─── Data supplied ───
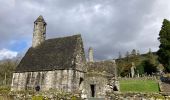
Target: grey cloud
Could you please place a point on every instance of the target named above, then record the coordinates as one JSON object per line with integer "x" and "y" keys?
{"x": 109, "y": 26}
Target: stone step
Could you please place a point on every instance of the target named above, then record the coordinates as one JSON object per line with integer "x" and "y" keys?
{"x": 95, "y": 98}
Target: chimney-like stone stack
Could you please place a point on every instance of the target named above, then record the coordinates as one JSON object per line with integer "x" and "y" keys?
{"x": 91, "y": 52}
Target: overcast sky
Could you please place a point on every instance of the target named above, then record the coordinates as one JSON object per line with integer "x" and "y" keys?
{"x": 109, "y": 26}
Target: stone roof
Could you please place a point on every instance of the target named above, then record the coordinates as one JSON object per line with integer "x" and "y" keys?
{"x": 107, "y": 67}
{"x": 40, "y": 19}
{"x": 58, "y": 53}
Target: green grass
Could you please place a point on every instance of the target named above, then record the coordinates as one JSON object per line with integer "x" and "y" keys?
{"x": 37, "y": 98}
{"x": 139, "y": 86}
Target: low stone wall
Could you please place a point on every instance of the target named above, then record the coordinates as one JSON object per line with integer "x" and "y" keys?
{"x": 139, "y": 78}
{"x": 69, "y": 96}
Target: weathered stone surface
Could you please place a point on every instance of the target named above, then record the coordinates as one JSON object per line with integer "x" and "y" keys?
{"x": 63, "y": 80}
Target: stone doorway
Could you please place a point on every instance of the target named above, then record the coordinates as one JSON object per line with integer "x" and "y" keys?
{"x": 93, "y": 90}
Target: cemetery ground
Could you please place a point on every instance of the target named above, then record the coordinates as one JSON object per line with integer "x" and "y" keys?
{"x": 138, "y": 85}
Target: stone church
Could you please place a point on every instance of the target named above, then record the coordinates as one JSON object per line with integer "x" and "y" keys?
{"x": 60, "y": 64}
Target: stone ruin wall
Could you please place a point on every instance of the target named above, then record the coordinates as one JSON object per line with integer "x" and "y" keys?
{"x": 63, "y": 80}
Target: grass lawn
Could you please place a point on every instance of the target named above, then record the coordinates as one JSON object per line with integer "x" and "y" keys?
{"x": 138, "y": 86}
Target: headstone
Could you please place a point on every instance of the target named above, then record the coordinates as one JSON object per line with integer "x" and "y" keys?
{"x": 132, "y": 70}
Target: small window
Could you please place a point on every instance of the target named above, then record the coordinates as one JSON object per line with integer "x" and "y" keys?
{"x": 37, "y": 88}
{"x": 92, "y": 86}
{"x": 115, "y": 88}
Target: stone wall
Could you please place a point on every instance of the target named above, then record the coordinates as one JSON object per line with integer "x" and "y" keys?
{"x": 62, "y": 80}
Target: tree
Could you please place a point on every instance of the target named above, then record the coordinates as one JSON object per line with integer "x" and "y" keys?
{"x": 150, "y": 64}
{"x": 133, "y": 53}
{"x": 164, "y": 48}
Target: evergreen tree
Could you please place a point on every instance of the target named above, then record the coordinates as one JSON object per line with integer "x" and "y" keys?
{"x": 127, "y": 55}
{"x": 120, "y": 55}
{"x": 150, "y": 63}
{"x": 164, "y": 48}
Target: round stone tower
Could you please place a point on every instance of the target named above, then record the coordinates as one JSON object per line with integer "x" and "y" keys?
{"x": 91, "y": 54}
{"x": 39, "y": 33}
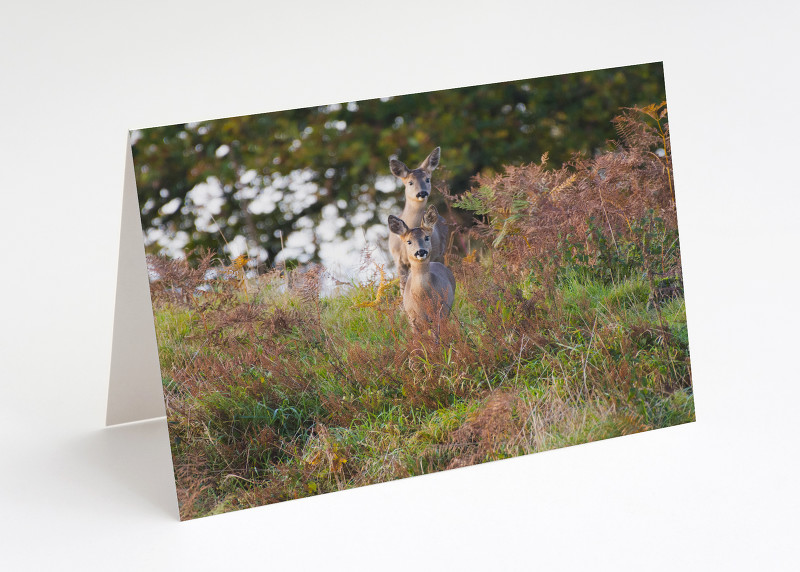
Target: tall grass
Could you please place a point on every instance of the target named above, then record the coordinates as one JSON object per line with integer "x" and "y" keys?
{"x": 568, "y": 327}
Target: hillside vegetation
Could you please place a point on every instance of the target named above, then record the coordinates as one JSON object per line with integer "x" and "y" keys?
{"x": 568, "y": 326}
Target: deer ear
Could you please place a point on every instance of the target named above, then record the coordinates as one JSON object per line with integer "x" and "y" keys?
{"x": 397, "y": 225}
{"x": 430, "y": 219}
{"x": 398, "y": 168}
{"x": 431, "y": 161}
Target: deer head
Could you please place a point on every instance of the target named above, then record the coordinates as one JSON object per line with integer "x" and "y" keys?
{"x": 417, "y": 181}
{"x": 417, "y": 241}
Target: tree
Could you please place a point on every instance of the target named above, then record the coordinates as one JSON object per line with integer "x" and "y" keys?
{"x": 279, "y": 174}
───
Exercise goal ▸ Repeat the records above exactly, leaving out any pictures they contain.

Exercise answer ▸
Target: grey cloud
Could you please place a point on every instance of the target named above, then record the coordinates as one JSON object per line with integer "x" and "y" keys?
{"x": 109, "y": 26}
Target: stone step
Could you please place a point on every instance of the target named above, then record the coordinates as one JSON object per line with integer "x" and "y" keys?
{"x": 95, "y": 98}
Target: chimney-like stone stack
Could you please place a point on every instance of the target named above, then record the coordinates as one JSON object per line with integer "x" and "y" keys?
{"x": 91, "y": 52}
Target: overcast sky
Could you please place a point on every instance of the target named above, then record the coordinates as one JSON object per line with integer "x" and "y" keys?
{"x": 109, "y": 26}
Target: stone roof
Could you please place a point on every instance of the target named above, then record the coordinates as one JSON object per line with integer "x" and "y" keys?
{"x": 107, "y": 67}
{"x": 40, "y": 19}
{"x": 58, "y": 53}
Target: green grass
Could you please place a point on every instance of the target named above, then record the coordinates as one JSON object per line with integer "x" and "y" keys?
{"x": 37, "y": 98}
{"x": 139, "y": 86}
Target: low stone wall
Could you please place a point on every instance of the target named above, then record the coordinates as one JSON object per line with integer "x" and "y" keys?
{"x": 139, "y": 78}
{"x": 69, "y": 96}
Target: weathered stone surface
Could you please place a point on every instance of the target named above, then record the coordinates as one JSON object per line with integer "x" and "y" keys?
{"x": 63, "y": 80}
Target: stone doorway
Could you please place a point on every instance of the target named above, then record the coordinates as one JSON object per line with integer "x" and "y" keys?
{"x": 93, "y": 90}
Target: cemetery ground
Could you please place a point on every instance of the target named above, then record the coordinates as one JSON object per line with integer "x" and "y" keys?
{"x": 138, "y": 85}
Target: stone church
Could you please place a point on every instance of the target named above, then record the coordinates as one JSON object per line with integer "x" and "y" keys?
{"x": 60, "y": 64}
Target: stone ruin wall
Could you please place a point on every instance of the target named above, then record the coordinates as one JSON object per line with integer "x" and "y" keys?
{"x": 63, "y": 80}
Target: grass lawn
Could you please place a point on every instance of the target named above, then record the coordinates as one JSON object per line with integer "x" and "y" keys?
{"x": 138, "y": 86}
Target: headstone
Could you please place a point on every instance of the target named above, then record the coordinates as one JSON object per line with integer "x" and "y" keys?
{"x": 132, "y": 70}
Target: small window
Could you please place a point on every instance of the target named above, then record the coordinates as one JSON object per line with integer "x" and "y" keys?
{"x": 37, "y": 88}
{"x": 92, "y": 86}
{"x": 115, "y": 88}
Target: stone wall
Could you please place a point on every instance of the target named above, then record the coordinates as one JSON object per line with integer "x" and "y" keys?
{"x": 62, "y": 80}
Target: tree
Could you please place a point on every instance of the target named above, then record the coordinates as one JSON object per line with integer "x" and "y" keys?
{"x": 150, "y": 64}
{"x": 133, "y": 53}
{"x": 164, "y": 48}
Target: evergreen tree
Could you please place a point on every instance of the target named above, then record the coordinates as one JSON object per line with integer "x" and "y" keys?
{"x": 127, "y": 55}
{"x": 120, "y": 55}
{"x": 150, "y": 63}
{"x": 164, "y": 48}
Target: round stone tower
Could you please place a point on every instance of the target named above, then record the coordinates as one JSON object per line with integer "x" and "y" keys?
{"x": 91, "y": 54}
{"x": 39, "y": 33}
Target: tall grass
Could you please place a point on every instance of the target named above, then record the coordinates as one JSON object per line with integer "x" and "y" keys?
{"x": 568, "y": 327}
Target: hillside vegetation
Could you please place a point on every instance of the target named above, then record the coordinates as one JSON object per line with integer "x" and "y" keys?
{"x": 568, "y": 326}
Target: deer ear
Could you please place a point on every instance of the target named above, then record the coordinates as one JSON object per line with integer "x" and "y" keys?
{"x": 397, "y": 225}
{"x": 430, "y": 219}
{"x": 398, "y": 168}
{"x": 431, "y": 161}
Target: deer head
Could you please place a point on every instance of the target named above, then record the coordinates as one JSON object per line with integer "x" and "y" keys?
{"x": 417, "y": 181}
{"x": 417, "y": 241}
Target: tree
Could you please place a point on every instance of the target named above, then record the coordinates as one JSON object per line with integer "x" and "y" keys?
{"x": 279, "y": 174}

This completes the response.